TASK PROMPT: Take the line containing "Practice step: locate the woman's eyebrow" and every line after it in the data below, and print them exactly as given, with nothing else.
======== RECORDS SHOWN ========
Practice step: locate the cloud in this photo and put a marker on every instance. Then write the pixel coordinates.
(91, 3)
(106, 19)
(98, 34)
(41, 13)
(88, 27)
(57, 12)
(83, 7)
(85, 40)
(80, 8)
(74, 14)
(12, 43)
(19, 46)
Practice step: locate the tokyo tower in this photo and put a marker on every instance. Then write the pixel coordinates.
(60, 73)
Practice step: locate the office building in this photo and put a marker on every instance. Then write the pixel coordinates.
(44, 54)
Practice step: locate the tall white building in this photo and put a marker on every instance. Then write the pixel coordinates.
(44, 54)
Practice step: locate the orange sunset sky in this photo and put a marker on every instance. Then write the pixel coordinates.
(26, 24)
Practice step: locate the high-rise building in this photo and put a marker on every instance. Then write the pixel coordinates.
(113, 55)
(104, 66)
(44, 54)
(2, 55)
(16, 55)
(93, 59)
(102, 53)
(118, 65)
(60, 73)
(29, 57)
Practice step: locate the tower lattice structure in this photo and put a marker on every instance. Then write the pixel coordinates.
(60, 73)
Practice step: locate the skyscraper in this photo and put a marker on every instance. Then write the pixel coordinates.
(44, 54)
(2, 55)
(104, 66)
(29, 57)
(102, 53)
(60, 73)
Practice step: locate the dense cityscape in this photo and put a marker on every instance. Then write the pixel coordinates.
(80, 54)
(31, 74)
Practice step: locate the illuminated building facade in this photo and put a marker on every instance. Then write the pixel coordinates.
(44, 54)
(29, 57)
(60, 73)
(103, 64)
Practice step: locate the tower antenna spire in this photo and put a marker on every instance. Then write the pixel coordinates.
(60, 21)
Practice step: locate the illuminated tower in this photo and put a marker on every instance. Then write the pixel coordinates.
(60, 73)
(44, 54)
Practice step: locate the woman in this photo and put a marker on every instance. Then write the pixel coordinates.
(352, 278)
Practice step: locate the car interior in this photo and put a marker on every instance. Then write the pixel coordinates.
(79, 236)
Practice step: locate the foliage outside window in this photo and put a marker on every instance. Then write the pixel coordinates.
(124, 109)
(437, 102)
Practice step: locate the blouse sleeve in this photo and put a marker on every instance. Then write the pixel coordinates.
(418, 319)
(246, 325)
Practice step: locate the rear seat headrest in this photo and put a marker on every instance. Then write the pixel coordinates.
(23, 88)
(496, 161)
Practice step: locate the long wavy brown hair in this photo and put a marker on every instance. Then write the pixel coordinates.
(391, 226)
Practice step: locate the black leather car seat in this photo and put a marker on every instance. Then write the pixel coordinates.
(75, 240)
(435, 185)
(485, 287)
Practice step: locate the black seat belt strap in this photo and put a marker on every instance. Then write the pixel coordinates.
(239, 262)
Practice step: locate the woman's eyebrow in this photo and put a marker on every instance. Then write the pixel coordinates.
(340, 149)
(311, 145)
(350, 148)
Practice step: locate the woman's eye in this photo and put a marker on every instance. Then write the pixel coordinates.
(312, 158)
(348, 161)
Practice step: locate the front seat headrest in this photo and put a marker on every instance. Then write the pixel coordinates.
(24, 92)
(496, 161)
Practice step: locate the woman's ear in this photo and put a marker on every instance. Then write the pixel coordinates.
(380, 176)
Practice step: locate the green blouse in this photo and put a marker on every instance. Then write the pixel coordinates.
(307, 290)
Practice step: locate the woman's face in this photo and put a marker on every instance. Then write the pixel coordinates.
========
EXERCISE OUTPUT:
Practice step: locate the woman's eyebrow in this photo and put a marker on every instance. Then write the pixel coordinates.
(340, 149)
(311, 145)
(350, 148)
Practice step: locate the woman's eye in this photo and put a marker on every instance. Then write the pixel coordinates.
(312, 158)
(348, 161)
Practice step: locate the front seat headrest in this photo and put a marker on every instance. Then write the pixel coordinates.
(24, 92)
(496, 161)
Practice step: locate the woman's ear in this photo and put a marker on every instance. Then write the pixel coordinates.
(380, 176)
Practice step: locate the green blouse in this photo and put a marker on every instance. Then write the pixel coordinates.
(307, 290)
Practice step: locate the woman's face in this photo and put a marker on every instance. Then write the pixel coordinates.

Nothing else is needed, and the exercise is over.